Records:
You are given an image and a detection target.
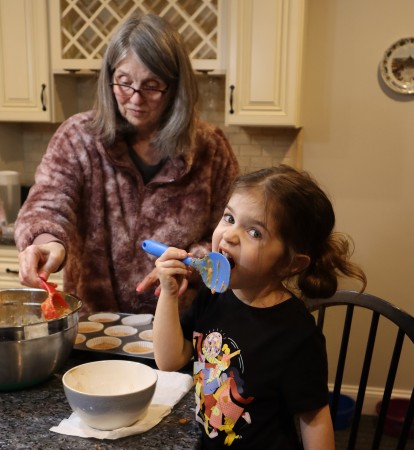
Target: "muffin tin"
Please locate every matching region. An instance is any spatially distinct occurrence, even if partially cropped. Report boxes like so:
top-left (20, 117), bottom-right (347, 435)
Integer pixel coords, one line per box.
top-left (73, 312), bottom-right (154, 359)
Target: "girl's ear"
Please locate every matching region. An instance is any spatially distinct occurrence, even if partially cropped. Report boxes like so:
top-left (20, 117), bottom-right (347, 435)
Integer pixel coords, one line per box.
top-left (291, 253), bottom-right (310, 273)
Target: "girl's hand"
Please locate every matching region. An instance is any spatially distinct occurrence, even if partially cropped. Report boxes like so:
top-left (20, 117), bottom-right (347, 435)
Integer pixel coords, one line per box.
top-left (155, 247), bottom-right (192, 297)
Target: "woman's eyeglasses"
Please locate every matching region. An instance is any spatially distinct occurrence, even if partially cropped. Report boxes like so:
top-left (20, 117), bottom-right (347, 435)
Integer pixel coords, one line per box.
top-left (110, 83), bottom-right (168, 100)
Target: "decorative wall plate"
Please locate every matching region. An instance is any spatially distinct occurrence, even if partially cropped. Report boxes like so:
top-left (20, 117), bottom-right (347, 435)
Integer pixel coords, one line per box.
top-left (381, 37), bottom-right (414, 94)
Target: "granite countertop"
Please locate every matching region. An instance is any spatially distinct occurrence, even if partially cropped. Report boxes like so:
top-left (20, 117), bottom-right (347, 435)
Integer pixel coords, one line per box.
top-left (0, 350), bottom-right (201, 450)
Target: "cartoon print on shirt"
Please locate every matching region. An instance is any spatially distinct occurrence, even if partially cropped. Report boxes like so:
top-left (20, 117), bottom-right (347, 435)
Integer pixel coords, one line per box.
top-left (193, 331), bottom-right (253, 445)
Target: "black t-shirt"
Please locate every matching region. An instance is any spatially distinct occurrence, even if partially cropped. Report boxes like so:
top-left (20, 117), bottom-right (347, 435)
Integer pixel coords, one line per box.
top-left (181, 287), bottom-right (328, 450)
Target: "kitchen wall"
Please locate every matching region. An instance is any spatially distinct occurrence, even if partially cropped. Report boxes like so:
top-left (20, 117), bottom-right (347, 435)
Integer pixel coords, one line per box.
top-left (303, 0), bottom-right (414, 410)
top-left (0, 75), bottom-right (301, 185)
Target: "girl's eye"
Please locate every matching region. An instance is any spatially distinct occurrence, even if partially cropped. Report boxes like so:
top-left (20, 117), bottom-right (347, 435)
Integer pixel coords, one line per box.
top-left (249, 228), bottom-right (262, 239)
top-left (223, 214), bottom-right (234, 223)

> **Given problem**:
Copy out every line of the rows above word for word, leaving out the pictures.

> **The response**:
You are given an image and a detection target.
Target: "muffin tin"
Please locate every matching region. An instance is any spatially distinct occurrence, even if partially cropped. Report boxes like so:
top-left (20, 117), bottom-right (347, 435)
Integer pixel coords, one line per box.
top-left (73, 312), bottom-right (154, 359)
Target: "girl's ear"
Please locate every matching region. An instance is any spatially distinct occurrence, even if partially cropped. Report boxes like so:
top-left (20, 117), bottom-right (347, 435)
Integer pixel coords, one line per box.
top-left (291, 253), bottom-right (310, 273)
Target: "girl's hand"
Please locate every matching region. An instance is any spatially distinct occurrence, even if partially cropped. Report boxes like so:
top-left (20, 117), bottom-right (347, 435)
Integer pixel coords, one line per box.
top-left (155, 247), bottom-right (192, 297)
Target: "woman's eyeglasses"
Please locate every matching region. An instance is any spatially distinct occurrence, even if partially cropped. Report boxes like so:
top-left (20, 117), bottom-right (347, 435)
Integer pixel coords, one line per box.
top-left (110, 83), bottom-right (168, 100)
Target: "decorative wall plate"
Please locate every matching region. An instance is any spatially distinct occurrence, even if partially cropped. Report boxes like so:
top-left (20, 117), bottom-right (347, 435)
Integer pixel coords, one line per box.
top-left (381, 37), bottom-right (414, 94)
Target: "granite countertop"
Please locate every matching region. An instance is any spatially distinct occurrence, even if partially cropped. Report boxes like so:
top-left (20, 117), bottom-right (347, 435)
Integer pixel coords, one line per box.
top-left (0, 350), bottom-right (201, 450)
Target: "cartoon print on shirt"
Please locate every matching region. An instance is any spatially distinct occurrence, even if partially cropped. Report boxes like so:
top-left (20, 117), bottom-right (347, 435)
Integer pixel coords, one line per box.
top-left (193, 331), bottom-right (253, 445)
Target: "black t-shirt"
Please locate every matching region. An instance is any spatially distinct occurrence, even if partially cropped. Report boxes like so:
top-left (20, 117), bottom-right (347, 435)
Integer pixel coords, one line per box.
top-left (181, 287), bottom-right (328, 450)
Target: "kitchen wall"
Please locate every matching region. An instance is any spatially distinct occurrence, even if partially cropped. Report boxes like so:
top-left (20, 117), bottom-right (347, 435)
Integer pixel coords, one line per box.
top-left (303, 0), bottom-right (414, 410)
top-left (0, 75), bottom-right (301, 185)
Target: "girl's eye"
Please locate every matching region. An instance is any spatially distinct occurrence, even if partially cropped. Report boxes like so:
top-left (20, 117), bottom-right (347, 435)
Integer pixel coords, one line per box.
top-left (249, 228), bottom-right (262, 239)
top-left (223, 214), bottom-right (234, 223)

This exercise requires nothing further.